━━━ DATASET RECORDS
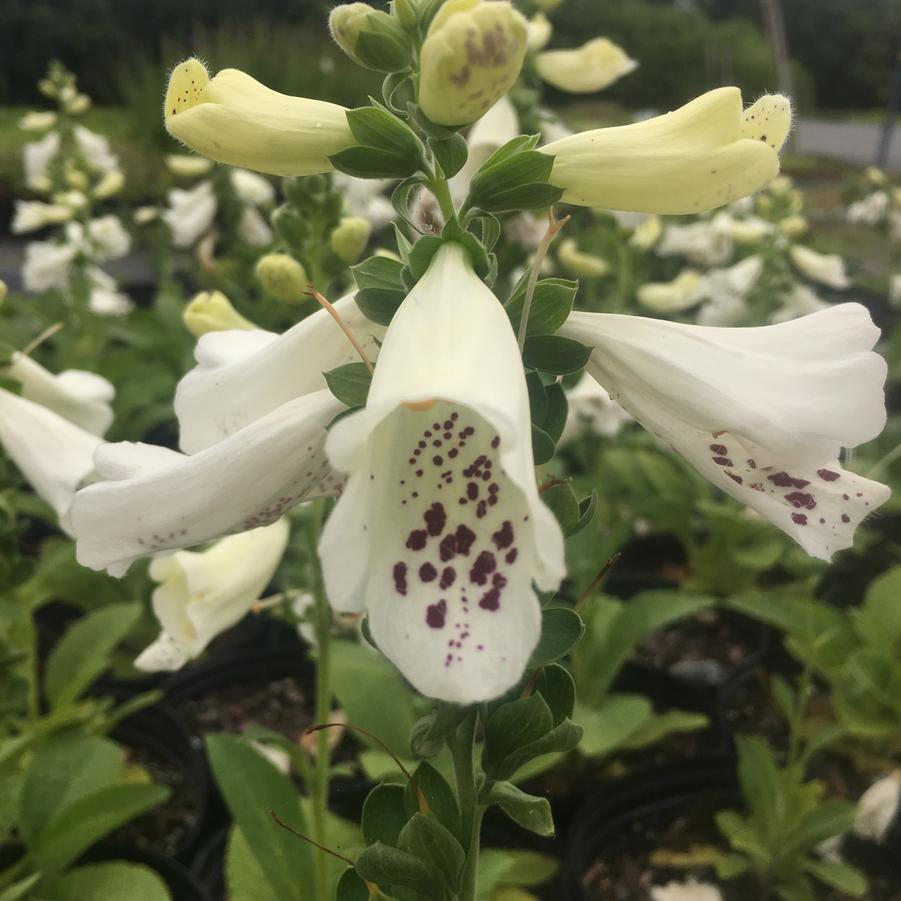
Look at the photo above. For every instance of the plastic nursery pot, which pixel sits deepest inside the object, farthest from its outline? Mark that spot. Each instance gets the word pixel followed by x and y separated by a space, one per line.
pixel 156 740
pixel 608 850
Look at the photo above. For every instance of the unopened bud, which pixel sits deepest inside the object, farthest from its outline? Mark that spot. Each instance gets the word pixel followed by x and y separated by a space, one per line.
pixel 212 311
pixel 282 277
pixel 350 238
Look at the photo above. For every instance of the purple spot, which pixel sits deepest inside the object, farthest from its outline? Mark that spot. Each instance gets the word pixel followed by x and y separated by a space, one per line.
pixel 400 578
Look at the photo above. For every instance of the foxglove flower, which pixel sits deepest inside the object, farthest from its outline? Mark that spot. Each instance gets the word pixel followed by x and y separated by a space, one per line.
pixel 201 594
pixel 440 532
pixel 761 412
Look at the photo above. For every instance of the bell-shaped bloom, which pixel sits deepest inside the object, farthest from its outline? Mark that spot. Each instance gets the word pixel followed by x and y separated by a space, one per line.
pixel 153 499
pixel 234 119
pixel 586 69
pixel 441 532
pixel 761 412
pixel 53 453
pixel 81 397
pixel 705 154
pixel 471 57
pixel 242 376
pixel 201 594
pixel 825 268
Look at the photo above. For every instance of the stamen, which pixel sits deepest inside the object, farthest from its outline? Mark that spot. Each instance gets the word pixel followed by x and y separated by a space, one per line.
pixel 312 292
pixel 48 332
pixel 552 229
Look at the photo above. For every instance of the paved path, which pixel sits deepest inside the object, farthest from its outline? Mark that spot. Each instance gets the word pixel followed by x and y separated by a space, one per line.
pixel 852 142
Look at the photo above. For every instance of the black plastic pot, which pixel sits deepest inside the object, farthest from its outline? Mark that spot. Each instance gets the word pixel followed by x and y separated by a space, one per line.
pixel 622 807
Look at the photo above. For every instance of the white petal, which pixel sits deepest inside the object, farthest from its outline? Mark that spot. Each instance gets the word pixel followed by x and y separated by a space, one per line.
pixel 157 499
pixel 81 397
pixel 761 412
pixel 243 375
pixel 53 454
pixel 441 532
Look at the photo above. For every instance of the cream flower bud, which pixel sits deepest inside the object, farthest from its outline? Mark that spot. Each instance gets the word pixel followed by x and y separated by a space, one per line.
pixel 234 119
pixel 470 58
pixel 591 67
pixel 184 165
pixel 350 238
pixel 578 263
pixel 212 311
pixel 672 297
pixel 111 184
pixel 282 277
pixel 705 154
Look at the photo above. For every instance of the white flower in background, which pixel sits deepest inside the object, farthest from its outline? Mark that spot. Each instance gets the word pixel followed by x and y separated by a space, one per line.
pixel 591 409
pixel 674 296
pixel 201 594
pixel 828 269
pixel 440 532
pixel 800 301
pixel 586 69
pixel 191 213
pixel 251 418
pixel 31 215
pixel 761 412
pixel 46 265
pixel 686 891
pixel 878 808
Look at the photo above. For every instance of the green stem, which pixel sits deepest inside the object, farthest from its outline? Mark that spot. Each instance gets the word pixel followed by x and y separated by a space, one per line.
pixel 468 798
pixel 322 764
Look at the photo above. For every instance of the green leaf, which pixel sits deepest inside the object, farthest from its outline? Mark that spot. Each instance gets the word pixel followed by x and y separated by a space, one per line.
pixel 84 822
pixel 555 354
pixel 430 841
pixel 384 814
pixel 112 881
pixel 252 787
pixel 379 304
pixel 69 766
pixel 83 653
pixel 350 383
pixel 388 867
pixel 552 303
pixel 561 628
pixel 530 812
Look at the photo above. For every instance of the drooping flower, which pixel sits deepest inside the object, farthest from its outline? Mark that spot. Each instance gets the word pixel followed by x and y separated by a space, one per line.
pixel 201 594
pixel 234 119
pixel 705 154
pixel 440 532
pixel 761 412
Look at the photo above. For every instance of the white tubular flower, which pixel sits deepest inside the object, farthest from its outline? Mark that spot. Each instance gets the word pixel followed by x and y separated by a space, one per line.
pixel 705 154
pixel 46 265
pixel 36 158
pixel 589 68
pixel 682 293
pixel 592 409
pixel 252 228
pixel 825 268
pixel 234 119
pixel 252 188
pixel 79 396
pixel 191 213
pixel 54 454
pixel 441 532
pixel 242 376
pixel 155 499
pixel 31 215
pixel 201 594
pixel 761 412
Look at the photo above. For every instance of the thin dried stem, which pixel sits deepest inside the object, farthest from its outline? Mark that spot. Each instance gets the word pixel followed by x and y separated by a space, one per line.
pixel 552 229
pixel 48 332
pixel 327 306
━━━━━━
EXERCISE GOAL
Your copy should match the data above exactly, apart from the pictures.

EXPECTED ANSWER
Look at the photo above. For every instance of the plastic nursery pot, which pixel sits deepest inside the object, farthest from its outline? Mark that spot. Each instance gets the word pixel followed by x and y separated by a space, one per line.
pixel 156 740
pixel 608 850
Look at the photo above. For every instance of the unopened bud, which pixel sits deepest inside the object, farthest from its outline? Mark that spot. Each instance gets the word pixel followed by x and y separated by a space, one per line.
pixel 212 311
pixel 282 277
pixel 350 238
Look at the photo above. For every instance of the purple spot, which pixel sits deepest inside the object, farthest from its outline? Mark that spot. Each instance gets the word pixel followed by x and y separated by a space, one per line.
pixel 400 578
Look at the photo above. For every instance of the foxglove flower, which pixel sits deepest inside the object, farthest from its outline? Mark that spot. Each instance gets the word pixel followed by x and y separated by a space, one per line.
pixel 201 594
pixel 440 532
pixel 761 412
Look at the photo above. For every instance of the bell-shaped bloom, which pixel sits deepest inside the object, farthest from its outline? Mark that spot. Each instance gets the word pixel followed by x and y separated by a space, one per line.
pixel 153 499
pixel 234 119
pixel 586 69
pixel 441 532
pixel 761 412
pixel 53 453
pixel 81 397
pixel 705 154
pixel 471 57
pixel 242 376
pixel 201 594
pixel 825 268
Look at the photo above. For every instance of the stamen, which pixel sits deepest inside the object, farthest from its outline? Mark that spot. Each instance gets the word pixel followed by x and y separated by a space, one per line.
pixel 312 292
pixel 48 332
pixel 552 229
Look at the photo above. For every instance of the paved path, which pixel sits deepest inside the object, farthest from its outline? Mark that spot. Each instance gets the word pixel followed by x and y separated by a space, one per line.
pixel 852 142
Look at the photo above. For every instance of the black plastic pot, which pixel sits deepest inside the object, farthest from its outline? Mark that spot. Each instance gets the word pixel followed by x and y separated by a space, one per line.
pixel 622 807
Look at the photo above. For every instance of the white petal, which pixel sits deepest inside the object, farthest from its outline? Mark that spot. Each instance gets the word pixel followed by x and y separated by a space, one per line.
pixel 157 499
pixel 81 397
pixel 761 412
pixel 243 375
pixel 53 454
pixel 441 532
Look at the photo above. For every instance of the cream flower bud, which pixel sits deepest inside the object, farthest from its outline? Mark that spot. Each instance gets the word pixel followed by x and y separated by a space, one per line.
pixel 234 119
pixel 470 58
pixel 591 67
pixel 184 165
pixel 350 238
pixel 578 263
pixel 212 311
pixel 672 297
pixel 111 184
pixel 282 277
pixel 705 154
Look at the photo above. For every instance of the white flower in background, which pixel sits deepest inside the object, farthest from its outline? Mark that spot. Each instance gets the word pixel followed by x and y separated by a space, one per line.
pixel 591 409
pixel 674 296
pixel 201 594
pixel 828 269
pixel 440 532
pixel 800 301
pixel 586 69
pixel 191 213
pixel 251 418
pixel 31 215
pixel 761 412
pixel 46 265
pixel 686 891
pixel 878 808
Look at the photo above. For every instance of the green stem, which pixel sits deepest inside the object, farthest from its outline? Mark that spot. Each instance gets the word pixel followed by x and y separated by a space, one per line.
pixel 468 798
pixel 322 764
Look at the photo above. For every instance of the green leaf, which pixel sits deepest inside the object, farthest from its outline? Mark that spot. Each instance gets the word pixel followed by x and y separated by a space, one per line.
pixel 84 822
pixel 555 354
pixel 430 841
pixel 384 814
pixel 112 881
pixel 252 787
pixel 379 304
pixel 69 766
pixel 83 653
pixel 350 383
pixel 388 867
pixel 552 303
pixel 561 628
pixel 530 812
Look at the photo above. For every instance of the drooping flower, which pixel sits deepest inside the object, farthest from its outline? Mark that spot. Each instance gets the word pixel followed by x and y separated by a space, one per line.
pixel 201 594
pixel 234 119
pixel 705 154
pixel 440 532
pixel 761 412
Look at the photo above. For every instance of the white tubular flower, which pixel sits deepest inside the object, farthest from its outline? Mark that spot. Each instance gets the word pixel followed by x and y separated by a space, one per line.
pixel 705 154
pixel 46 265
pixel 36 158
pixel 589 68
pixel 682 293
pixel 592 409
pixel 252 228
pixel 825 268
pixel 234 119
pixel 252 188
pixel 79 396
pixel 191 213
pixel 54 454
pixel 441 532
pixel 242 376
pixel 155 499
pixel 31 215
pixel 201 594
pixel 761 412
Look at the photo above. For every instance of the thin dried stem, which pixel sits deepest inside the object, farthest from its outline? Mark that spot. Each instance gets the word pixel followed by x and y separated by a space, one per line.
pixel 552 229
pixel 48 332
pixel 327 306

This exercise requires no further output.